ТЕКСТ ДЛЯ ЧТЕНИЯ:
--------------------------------------------------

Из Алексея Девотченко мог бы получится отличный и неожиданный Сальери — мощный, злой и страстный. А если бы режиссер презрел условности возраста и амплуа, то и Моцарт. Начиная с «Леса» он в манере гротескной психологической маски переиграл массу шизоидных гениев, маргиналов, вдохновенных террористов и трагических клоунов. Казалось бы, кому как не ему воплощать заложенную в самом названии двойственность Барона. В «Маленьких трагедиях» Девотченко, как и раньше, кладет мазки — яркие, широкие и уверенные, но они ложатся на абсолютно плоскую поверхность. Его Барон разумно скуп и наиболее убедителен в той части монолога, где описывает труды, которыми был заработан каждый золотой. Его странный Сальери с напряженно застывшим взглядом и судорожными движениями вполне логичен в своих претензиях к Моцарту. Что до «гуляки праздного», то это определение как-то не вяжется с бюргерски аккуратным Вольфгангом Амадеем Виталия Салтыкова. Где-то это жанровое снижение кажется непроизвольным (случайным). А где-то Козлов расставляет довольно фантастические оценки, едва ли не морализаторского толка. Так, совершенно неожидан финал «Скупого рыцаря», где смерть Барона выглядит как очевидный плод преступного сообщничества Альбера (Виталий Коваленко) и развратного Герцога (Александр Баргман). А в финале «Каменного гостя» подвижная платформа увозит Гуана и Донну Анну под сцену — видимо, прямиком в ад.

--------------------------------------------------

СОХРАНЁННЫЕ ДАННЫЕ:

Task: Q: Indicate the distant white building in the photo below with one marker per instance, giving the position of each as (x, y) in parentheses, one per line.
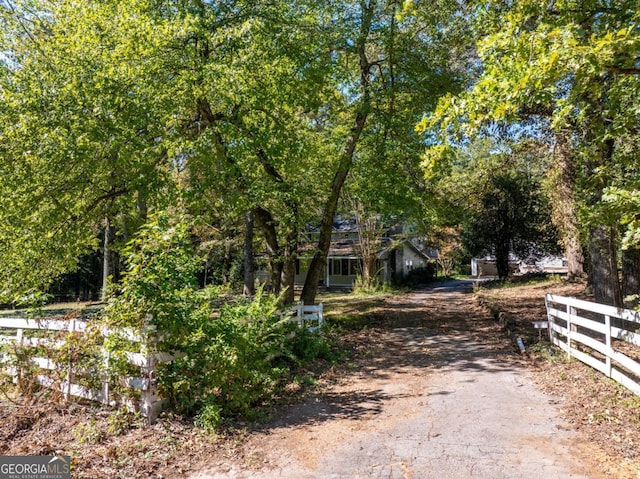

--------------------------------------------------

ЧТО НУЖНО СДЕЛАТЬ: Повторите весь текст о «Маленьких трагедиях» дословно, ничего не меняя. Список никак не связан с текстом о «Маленьких трагедиях».

ВЫПОЛНЕННОЕ ЗАДАНИЕ:
Из Алексея Девотченко мог бы получится отличный и неожиданный Сальери — мощный, злой и страстный. А если бы режиссер презрел условности возраста и амплуа, то и Моцарт. Начиная с «Леса» он в манере гротескной психологической маски переиграл массу шизоидных гениев, маргиналов, вдохновенных террористов и трагических клоунов. Казалось бы, кому как не ему воплощать заложенную в самом названии двойственность Барона. В «Маленьких трагедиях» Девотченко, как и раньше, кладет мазки — яркие, широкие и уверенные, но они ложатся на абсолютно плоскую поверхность. Его Барон разумно скуп и наиболее убедителен в той части монолога, где описывает труды, которыми был заработан каждый золотой. Его странный Сальери с напряженно застывшим взглядом и судорожными движениями вполне логичен в своих претензиях к Моцарту. Что до «гуляки праздного», то это определение как-то не вяжется с бюргерски аккуратным Вольфгангом Амадеем Виталия Салтыкова. Где-то это жанровое снижение кажется непроизвольным (случайным). А где-то Козлов расставляет довольно фантастические оценки, едва ли не морализаторского толка. Так, совершенно неожидан финал «Скупого рыцаря», где смерть Барона выглядит как очевидный плод преступного сообщничества Альбера (Виталий Коваленко) и развратного Герцога (Александр Баргман). А в финале «Каменного гостя» подвижная платформа увозит Гуана и Донну Анну под сцену — видимо, прямиком в ад.